→ Task statement: Render every line of the items below as a Markdown table with two columns, No. and Line, giving each line its own numbered row and leaving out blank lines.

→ Stored data:
▶
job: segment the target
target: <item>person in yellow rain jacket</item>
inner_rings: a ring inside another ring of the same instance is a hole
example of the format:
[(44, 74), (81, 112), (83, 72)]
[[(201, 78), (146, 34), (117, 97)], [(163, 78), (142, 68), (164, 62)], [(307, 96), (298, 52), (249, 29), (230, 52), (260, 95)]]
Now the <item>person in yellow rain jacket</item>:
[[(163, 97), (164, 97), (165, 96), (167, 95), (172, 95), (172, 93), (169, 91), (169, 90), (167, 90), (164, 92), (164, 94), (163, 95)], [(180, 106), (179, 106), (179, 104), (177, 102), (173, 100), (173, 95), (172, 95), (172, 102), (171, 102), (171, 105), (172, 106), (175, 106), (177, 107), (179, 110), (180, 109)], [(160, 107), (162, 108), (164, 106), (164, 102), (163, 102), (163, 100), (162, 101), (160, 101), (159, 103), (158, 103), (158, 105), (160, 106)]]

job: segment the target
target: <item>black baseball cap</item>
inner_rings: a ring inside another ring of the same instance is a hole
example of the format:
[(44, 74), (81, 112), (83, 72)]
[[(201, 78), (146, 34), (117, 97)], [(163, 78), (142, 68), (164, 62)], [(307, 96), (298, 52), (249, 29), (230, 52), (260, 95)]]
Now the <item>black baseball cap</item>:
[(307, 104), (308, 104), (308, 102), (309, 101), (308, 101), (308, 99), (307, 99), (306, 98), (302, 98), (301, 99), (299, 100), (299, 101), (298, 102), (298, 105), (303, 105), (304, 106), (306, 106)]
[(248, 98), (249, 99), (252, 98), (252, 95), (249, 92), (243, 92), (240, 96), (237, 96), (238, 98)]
◀
→ Problem solution:
| No. | Line |
|---|---|
| 1 | job: segment the target |
| 2 | target: <item>person in yellow rain jacket</item> |
| 3 | inner_rings: a ring inside another ring of the same instance is a hole |
| 4 | example of the format: |
| 5 | [(44, 74), (81, 112), (83, 72)] |
| 6 | [[(201, 78), (146, 34), (117, 97)], [(163, 78), (142, 68), (164, 62)], [(307, 96), (298, 52), (249, 29), (230, 52), (260, 95)]] |
| 7 | Now the <item>person in yellow rain jacket</item>: |
| 8 | [[(163, 97), (164, 97), (165, 96), (167, 95), (172, 95), (172, 93), (169, 91), (169, 90), (167, 90), (164, 92), (164, 94), (163, 95)], [(180, 106), (179, 106), (179, 104), (177, 102), (173, 100), (173, 95), (172, 95), (172, 102), (171, 102), (171, 105), (172, 106), (175, 106), (177, 107), (179, 110), (180, 109)], [(160, 107), (162, 108), (164, 106), (164, 102), (163, 102), (163, 100), (162, 101), (160, 101), (159, 103), (158, 103), (158, 105), (160, 106)]] |
| 9 | job: segment the target |
| 10 | target: <item>black baseball cap</item> |
| 11 | inner_rings: a ring inside another ring of the same instance is a hole |
| 12 | example of the format: |
| 13 | [(44, 74), (81, 112), (83, 72)] |
| 14 | [[(201, 78), (146, 34), (117, 97)], [(163, 78), (142, 68), (164, 62)], [(307, 96), (298, 52), (249, 29), (230, 52), (260, 95)]] |
| 15 | Now the <item>black baseball cap</item>: |
| 16 | [(307, 104), (308, 104), (308, 102), (309, 101), (308, 101), (308, 99), (307, 99), (306, 98), (302, 98), (301, 99), (299, 100), (299, 101), (298, 102), (298, 105), (303, 105), (304, 106), (306, 106)] |
| 17 | [(248, 98), (249, 99), (252, 98), (252, 95), (249, 92), (243, 92), (240, 96), (237, 96), (238, 98)] |